## TASKS TO COMPLETE
**A)** Answer these questions from the X-Cache report:
(i) What block skip rate does the report give?
(ii) To how many denoising steps are models like X-World distilled?
(iii) Across what does X-Cache reuse block residuals?
**B)** Resume the X-Cache report, picking up right after its final sentence.

## PAGE
Technical Report · 2026

X-Cachev1.0

Cross-Chunk Block Caching for Few-Step Autoregressive World Models

Generate the next chunk of a 7-camera driving world without paying full DiT compute. X-Cache reuses block residuals across consecutive chunks instead of across denoising steps — surviving few-step distillation that erases every other caching trick.

DiT speedup
2.7×
Block skip rate
71%
7-cam PSNR
≥ 51 dB
Training cost
0
01 · The problem

Real-time world simulation breaks every existing cache.

Autoregressive video diffusion is the natural backbone for an interactive driving world: it streams chunk by chunk, conditions on a live policy's actions, and never waits for a full clip. To meet real-time budgets, models like X-World are distilled to four denoising steps.

That distillation collapses the redundancy that every prior cache relies on. TeaCache, DeepCache, ΔDiT, BWCache — all reuse block outputs across denoising steps. With S = 4, each step contributes substantial, non-redundant structural updates. There is nothing left to skip on that axis.

## MATERIAL SHOWN

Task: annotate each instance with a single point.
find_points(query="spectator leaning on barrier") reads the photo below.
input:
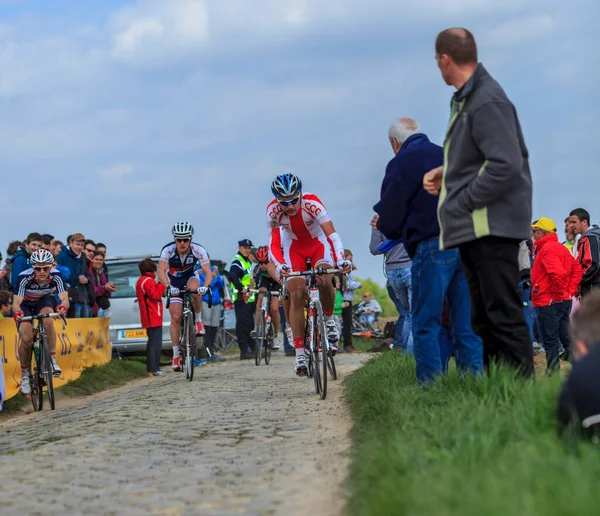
(348, 298)
(579, 400)
(407, 213)
(20, 262)
(397, 271)
(149, 294)
(588, 249)
(5, 306)
(555, 278)
(103, 288)
(485, 198)
(81, 295)
(211, 317)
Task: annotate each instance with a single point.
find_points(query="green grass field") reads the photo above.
(463, 447)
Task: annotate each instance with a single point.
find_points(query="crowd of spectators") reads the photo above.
(80, 263)
(465, 264)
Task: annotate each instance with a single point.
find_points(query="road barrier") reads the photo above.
(83, 343)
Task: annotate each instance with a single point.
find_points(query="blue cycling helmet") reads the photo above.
(286, 185)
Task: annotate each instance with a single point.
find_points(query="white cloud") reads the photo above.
(518, 31)
(116, 172)
(155, 29)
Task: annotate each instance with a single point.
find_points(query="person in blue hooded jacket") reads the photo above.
(407, 214)
(211, 317)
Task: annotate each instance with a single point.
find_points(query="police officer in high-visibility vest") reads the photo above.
(240, 276)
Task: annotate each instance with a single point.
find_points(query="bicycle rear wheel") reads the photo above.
(260, 338)
(316, 358)
(47, 371)
(190, 347)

## ANSWERS FOR THE EXERCISE
**A)**
(i) 71%.
(ii) Four.
(iii) Across consecutive chunks, instead of across denoising steps.

**B)**
Worse, the per-chunk action stream is intentionally non-smooth at chunk boundaries (braking, steering, lane-change), and closed-loop generation forbids look-ahead, ruling out trajectory extrapolation and block-cascading parallelism. Every familiar acceleration tool fails here.

02 · The insight

Cache along a different axis.

Driving scenes evolve smoothly relative to the generation rate. Two consecutive chunks describe almost the same physical world. The block input at position (t, b) at chunk n is therefore highly similar to the same (t, b) at chunk n−1 — even when there are only four denoising steps inside.

Cross-step (others)

↦ same chunk · adjacent step

Reuse block outputs between adjacent denoising steps. Erased by few-step distillation.

Cross-chunk (X-Cache)

↧ same step · adjacent chunk

Reuse block residuals between adjacent generation chunks. Comes from physical scene continuity, survives any S.

Block residuals from chunk n are written into a per-(t, b) cache. At chunk n+1, the gate decides per block whether to recompute or reuse.

Block-level residual cache

Per (denoising step t, block b) slot. The cache key is the block position, not the timestep, so reuse always happens at matching positions.

Structure & action-aware fingerprint

Subsamples block inputs on the 3D (F, H, W) latent grid (32 tokens), plus a global-mean channel and a flattened action vector. Closed-form, ~free to compute.

Dual-metric gate

Cosine similarity (global direction) AND maximum token deviation (local outlier). A block is skipped only if both pass — anomalies in any view group veto reuse.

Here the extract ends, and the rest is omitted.